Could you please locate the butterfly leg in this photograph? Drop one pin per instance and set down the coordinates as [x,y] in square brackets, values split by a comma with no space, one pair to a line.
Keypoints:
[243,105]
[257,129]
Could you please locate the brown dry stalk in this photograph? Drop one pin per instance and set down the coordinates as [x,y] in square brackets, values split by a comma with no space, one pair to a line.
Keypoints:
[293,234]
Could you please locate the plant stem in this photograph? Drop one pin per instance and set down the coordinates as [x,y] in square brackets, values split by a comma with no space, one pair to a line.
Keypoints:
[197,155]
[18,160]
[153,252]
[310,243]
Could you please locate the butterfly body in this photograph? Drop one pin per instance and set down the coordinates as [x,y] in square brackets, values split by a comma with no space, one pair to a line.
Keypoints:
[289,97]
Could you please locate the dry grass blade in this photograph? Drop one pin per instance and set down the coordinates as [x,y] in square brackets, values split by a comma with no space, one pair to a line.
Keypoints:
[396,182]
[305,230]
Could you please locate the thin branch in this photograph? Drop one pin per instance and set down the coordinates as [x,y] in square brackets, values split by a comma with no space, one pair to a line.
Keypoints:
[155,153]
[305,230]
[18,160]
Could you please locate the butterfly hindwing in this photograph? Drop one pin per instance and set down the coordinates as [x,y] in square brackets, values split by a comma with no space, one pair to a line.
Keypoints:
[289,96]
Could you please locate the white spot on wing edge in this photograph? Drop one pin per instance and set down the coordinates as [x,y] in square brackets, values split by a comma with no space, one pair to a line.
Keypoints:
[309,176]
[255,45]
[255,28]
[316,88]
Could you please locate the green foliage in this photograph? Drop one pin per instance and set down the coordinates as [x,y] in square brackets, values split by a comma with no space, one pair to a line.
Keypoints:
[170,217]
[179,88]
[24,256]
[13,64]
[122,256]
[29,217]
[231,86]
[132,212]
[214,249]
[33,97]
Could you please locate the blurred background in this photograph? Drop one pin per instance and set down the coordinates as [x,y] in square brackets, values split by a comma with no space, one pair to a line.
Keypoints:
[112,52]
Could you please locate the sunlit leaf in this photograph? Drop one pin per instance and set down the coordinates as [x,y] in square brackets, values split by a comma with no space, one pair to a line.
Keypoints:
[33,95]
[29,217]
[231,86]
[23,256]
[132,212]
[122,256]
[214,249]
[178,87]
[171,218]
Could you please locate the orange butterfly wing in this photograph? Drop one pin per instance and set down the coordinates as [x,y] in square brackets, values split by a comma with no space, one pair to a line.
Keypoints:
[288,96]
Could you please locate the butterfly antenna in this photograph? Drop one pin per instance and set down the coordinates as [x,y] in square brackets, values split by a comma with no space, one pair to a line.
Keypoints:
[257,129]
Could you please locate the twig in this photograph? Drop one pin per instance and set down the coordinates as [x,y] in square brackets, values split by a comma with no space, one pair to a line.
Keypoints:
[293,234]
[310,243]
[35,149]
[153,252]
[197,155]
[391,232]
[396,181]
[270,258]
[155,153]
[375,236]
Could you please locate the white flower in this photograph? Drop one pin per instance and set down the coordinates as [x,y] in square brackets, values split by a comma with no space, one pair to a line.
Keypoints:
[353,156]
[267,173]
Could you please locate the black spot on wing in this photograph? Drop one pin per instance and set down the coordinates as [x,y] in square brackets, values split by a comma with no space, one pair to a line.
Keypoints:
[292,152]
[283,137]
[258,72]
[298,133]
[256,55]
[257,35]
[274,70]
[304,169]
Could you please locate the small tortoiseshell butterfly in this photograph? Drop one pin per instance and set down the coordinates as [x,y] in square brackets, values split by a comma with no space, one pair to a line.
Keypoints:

YOUR TASK: Output all of the data again, exactly.

FULL RESPONSE:
Could you please locate the butterfly leg in this photograph? Drop one pin per instance and set down the coordinates as [x,y] in square brackets, values split by a comma with no space, one pair to a line.
Keypoints:
[243,105]
[257,129]
Could you please locate the brown dry stalk in this photograph? Drop one pin per instance and set down the coordinates as [x,y] in square brackets, values split by a comma with no space, one pair to a line.
Keypoints:
[293,234]
Could you please locate the plant stem in this photograph? Drop one pin per instance and set down the coordinates as [x,y] in square brackets, values split by a comma with no space, one pair to a line.
Keypoints:
[197,155]
[18,160]
[153,252]
[310,243]
Could you please locate the butterfly body in this photograph? Drop one pin per instance and set down the coordinates as [x,y] in square brackets, values split by a comma with no space, one pair to a line.
Keypoints:
[289,97]
Could you please locate the dry grass blade in this photograph? Drop one pin per instance and set down the coordinates as [x,y] in square brackets, values split by a comma with no space, one pair to a line.
Keypoints:
[396,182]
[305,230]
Could you please locate the thin branch in this photograph? Drop one pin per instance and set down the coordinates as [x,y] in square brackets, values split by a comma with no space, one pair to a line.
Keypoints:
[155,153]
[305,230]
[18,160]
Could you please locate the butterfly hindwing in this photograph? Drop one pin per instance and set down the coordinates as [x,y] in square brackets, values split by a comma with no space, one pair to a line.
Keypoints:
[289,96]
Could you please locate the white spot on wing edge in this photograph? Drop one pin per instance and set down the coordinates as [x,y] in square brackets, values split by a comma with no space, one pair to a line.
Keypoints:
[309,176]
[255,45]
[255,28]
[316,88]
Could you please locate the green foliage in this photograph? Drop one pin per instance and set down the coordinates as [x,y] in square brackets, values split by a comma with no space, one pair to a line.
Keypoints:
[170,217]
[179,88]
[24,256]
[13,64]
[122,256]
[29,217]
[231,86]
[132,212]
[214,249]
[33,97]
Could you please locate the blurred background in this photograph? Drop one pin per instance and set down the coordinates as [x,y] in square brackets, values split by a comma with no space, one pair to a line.
Keypoints:
[112,52]
Could you please locate the sunlit leaf in this photograph? Drop one pin per instance and set down the coordinates as [x,y] in square brackets, values split by a comma with no space, one pair to a line.
Keypoints:
[33,95]
[29,217]
[231,86]
[23,256]
[132,212]
[122,256]
[214,249]
[178,87]
[171,218]
Could you please locate the orange butterfly wing in this photograph? Drop one pin per instance and set down the coordinates as [x,y] in square brackets, values split by a comma with no space, one pair to a line.
Keypoints:
[288,96]
Could you please locate the butterfly antenna in this photograph? Drop one pin per instance and set down the coordinates as [x,y] in square brackets, values split by a comma with no space, one pair to a line.
Keypoints:
[257,129]
Could you please locate the twig in this photograph? Drop one pin per instance and set down the coordinates as [x,y] in square brackets, values split by a comma with no space, one pair to a line.
Keypoints:
[293,234]
[310,243]
[35,149]
[153,252]
[197,155]
[391,232]
[396,181]
[270,258]
[155,153]
[375,236]
Could you please locate the white flower in this photograph? Drop one pin per instance and set down the coordinates as [x,y] in square brackets, values split by a comma with no space, one pair to a line.
Keypoints:
[353,156]
[267,173]
Could you please locate the black spot on wing in this photograph? Drop one pin per instance and set down the coordinates as [x,y] in square brackets, values split by a comma with no space, one pair to a line.
Keypoints:
[292,152]
[283,137]
[258,72]
[298,133]
[256,55]
[257,35]
[274,70]
[304,169]
Could you please locate the small tortoiseshell butterfly in this photograph? Drop one pin per instance and set down the coordinates as [x,y] in square brackets, values split by a comma with no space, one pair to a line.
Keypoints:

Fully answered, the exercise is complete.